> [DIRECTIONS FOR THIS TASK]:
Rewrite the listing below with "Dataset batch spec" replaced by "Labeling request" everywhere and every other word unchanged. Omit the pictures from your answer.

== ENTRIES PROVIDED ==

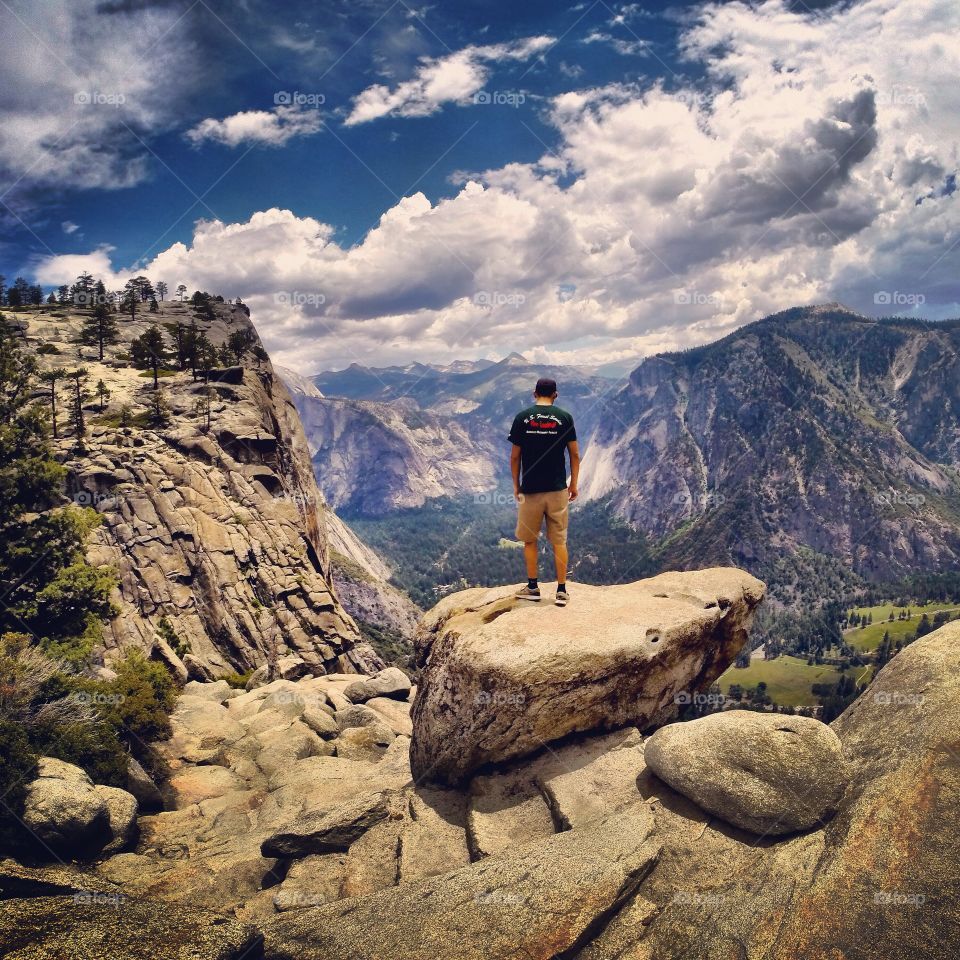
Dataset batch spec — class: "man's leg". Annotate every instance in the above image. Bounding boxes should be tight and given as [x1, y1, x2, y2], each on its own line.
[523, 540, 540, 580]
[552, 543, 568, 583]
[547, 490, 570, 607]
[515, 493, 545, 600]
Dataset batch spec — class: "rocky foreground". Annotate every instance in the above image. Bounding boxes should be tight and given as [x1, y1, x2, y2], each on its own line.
[0, 570, 960, 960]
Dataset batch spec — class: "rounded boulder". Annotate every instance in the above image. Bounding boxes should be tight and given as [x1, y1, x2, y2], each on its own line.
[644, 710, 847, 836]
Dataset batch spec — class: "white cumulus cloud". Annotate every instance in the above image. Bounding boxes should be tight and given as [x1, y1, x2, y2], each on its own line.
[186, 106, 323, 147]
[33, 0, 960, 372]
[345, 37, 555, 126]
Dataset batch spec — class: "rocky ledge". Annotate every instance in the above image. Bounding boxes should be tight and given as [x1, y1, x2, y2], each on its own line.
[410, 567, 764, 785]
[0, 572, 960, 960]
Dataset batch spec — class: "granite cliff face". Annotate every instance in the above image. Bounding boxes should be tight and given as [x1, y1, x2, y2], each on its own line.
[26, 302, 382, 678]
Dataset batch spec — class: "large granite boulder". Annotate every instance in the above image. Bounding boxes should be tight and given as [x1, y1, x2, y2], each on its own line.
[411, 567, 764, 785]
[575, 622, 960, 960]
[23, 757, 112, 858]
[644, 710, 847, 836]
[263, 814, 659, 960]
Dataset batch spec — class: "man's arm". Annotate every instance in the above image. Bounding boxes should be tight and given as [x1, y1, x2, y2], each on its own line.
[567, 440, 580, 500]
[510, 443, 520, 497]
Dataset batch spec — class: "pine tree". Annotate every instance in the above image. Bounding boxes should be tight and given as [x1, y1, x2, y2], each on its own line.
[67, 367, 89, 445]
[40, 367, 67, 440]
[70, 270, 93, 307]
[80, 303, 120, 360]
[97, 380, 110, 413]
[150, 390, 170, 427]
[227, 327, 257, 364]
[130, 323, 167, 382]
[120, 280, 140, 320]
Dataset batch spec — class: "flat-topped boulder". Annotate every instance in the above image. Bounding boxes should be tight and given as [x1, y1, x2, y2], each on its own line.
[410, 567, 765, 785]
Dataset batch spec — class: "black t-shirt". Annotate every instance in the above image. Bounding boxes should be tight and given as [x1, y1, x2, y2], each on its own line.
[507, 403, 577, 493]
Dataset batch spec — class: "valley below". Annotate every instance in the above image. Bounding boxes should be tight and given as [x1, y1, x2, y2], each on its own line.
[0, 291, 960, 960]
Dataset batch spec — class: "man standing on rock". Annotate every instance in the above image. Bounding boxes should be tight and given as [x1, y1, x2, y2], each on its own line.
[507, 377, 580, 607]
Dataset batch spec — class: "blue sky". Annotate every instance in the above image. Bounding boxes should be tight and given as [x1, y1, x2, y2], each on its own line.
[0, 0, 960, 372]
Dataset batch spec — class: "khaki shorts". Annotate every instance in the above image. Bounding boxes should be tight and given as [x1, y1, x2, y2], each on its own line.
[516, 488, 570, 544]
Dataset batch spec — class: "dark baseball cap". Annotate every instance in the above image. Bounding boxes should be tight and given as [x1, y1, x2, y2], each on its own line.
[533, 377, 557, 397]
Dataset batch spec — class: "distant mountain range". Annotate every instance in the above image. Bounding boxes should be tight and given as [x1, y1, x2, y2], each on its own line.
[582, 304, 960, 580]
[287, 353, 616, 517]
[290, 304, 960, 592]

===

> [RESULT]:
Labeling request — class: "man's leg". Annotate every instance in the above image. Bounding boxes should be tight and given as [x1, y1, x2, y2], each on its own line.
[523, 540, 540, 580]
[552, 543, 568, 583]
[547, 490, 570, 607]
[515, 493, 545, 600]
Labeling request — class: "rocky foreground". Annotate every instance in the above image. Bounding boxes should be tight and given as [x1, y1, x2, y2], each on its own line.
[0, 570, 960, 960]
Labeling request — class: "rounded boulder". Annotate every instance in the above image. Bounding boxes should be tight and given as [x1, y1, x2, y2], each on its own line.
[644, 710, 847, 836]
Labeling request — class: "white cumulus cloud". Annotate every instance in the above image. Bounding boxes should be tight and given as [x1, y1, x2, y2], each on its own line.
[186, 106, 323, 147]
[33, 0, 960, 372]
[345, 37, 555, 126]
Labeling request — class: "rocky ledge". Annotate every instance in the above image. Bounding boxes should be tight and given as [x1, y1, x2, y2], each on its own line.
[410, 567, 764, 785]
[0, 572, 960, 960]
Labeling request — class: "granite cliff face". Annotate every instance in the above image. Bounding boxes should be tight and given as [x1, y1, x2, y2], each on its own line.
[26, 302, 382, 678]
Labeling request — class: "large granite boulder". Annotate every instance in the above image. Bounding boxes should be tight and given as [x1, y1, x2, y2], each on its own line.
[411, 567, 764, 785]
[575, 622, 960, 960]
[23, 757, 112, 858]
[644, 710, 847, 836]
[263, 814, 659, 960]
Labeling request — class: "man's arm". Annotate every instance in the above image. Bounding boxes should be tight and given as [x1, y1, x2, y2], each on its own line.
[567, 440, 580, 500]
[510, 443, 520, 497]
Labeling request — class: "pine tree". Annotate every instance in the above image. Bounding boxes should be tight and given as [x1, y1, x2, y2], each on its own line.
[67, 367, 89, 445]
[40, 367, 67, 440]
[70, 270, 93, 307]
[80, 303, 120, 360]
[97, 380, 110, 413]
[150, 390, 170, 427]
[227, 327, 257, 364]
[130, 323, 167, 382]
[120, 280, 140, 320]
Labeling request — class: "flat-topped boulder". Annotate every instance in the above image. Bounding boxes should be tight and given as [x1, y1, x2, y2], each on its own line.
[410, 567, 765, 785]
Labeling request — class: "black t-shirt". Annotate every instance in the above image. Bounding boxes should be tight and given as [x1, y1, x2, y2], each on its own line.
[507, 403, 577, 493]
Labeling request — class: "valley below". Annotate every instance in the above image. Bounding boxes should be tight and given as [x1, y1, x2, y2], each on its own line.
[0, 291, 960, 960]
Labeling request — class: "man standing on rock". Annotate every instance in the above image. Bounding boxes should be tight and given as [x1, y1, x2, y2], each on its own line.
[507, 377, 580, 607]
Labeling request — class: "blue sky". Annotate every instance in the above image. Bounding boxes should be tight and given as [x1, y1, x2, y2], each on its own line.
[0, 0, 960, 372]
Labeling request — class: "khaki shorts". Annotate every instance in the above image. Bounding boxes should be tight and given as [x1, y1, x2, y2], each on its own line.
[516, 488, 570, 544]
Labeling request — class: "dark baseball cap". Annotate every instance in the above image. Bounding boxes should be tight and given as [x1, y1, x2, y2], each on its own line.
[533, 377, 557, 397]
Labeling request — class: "distant mountain range". Annotate every instance in the above image. Bounding boxes should be tight and given as [x1, y1, x2, y2], each on its own line.
[582, 304, 960, 580]
[287, 353, 616, 517]
[290, 304, 960, 592]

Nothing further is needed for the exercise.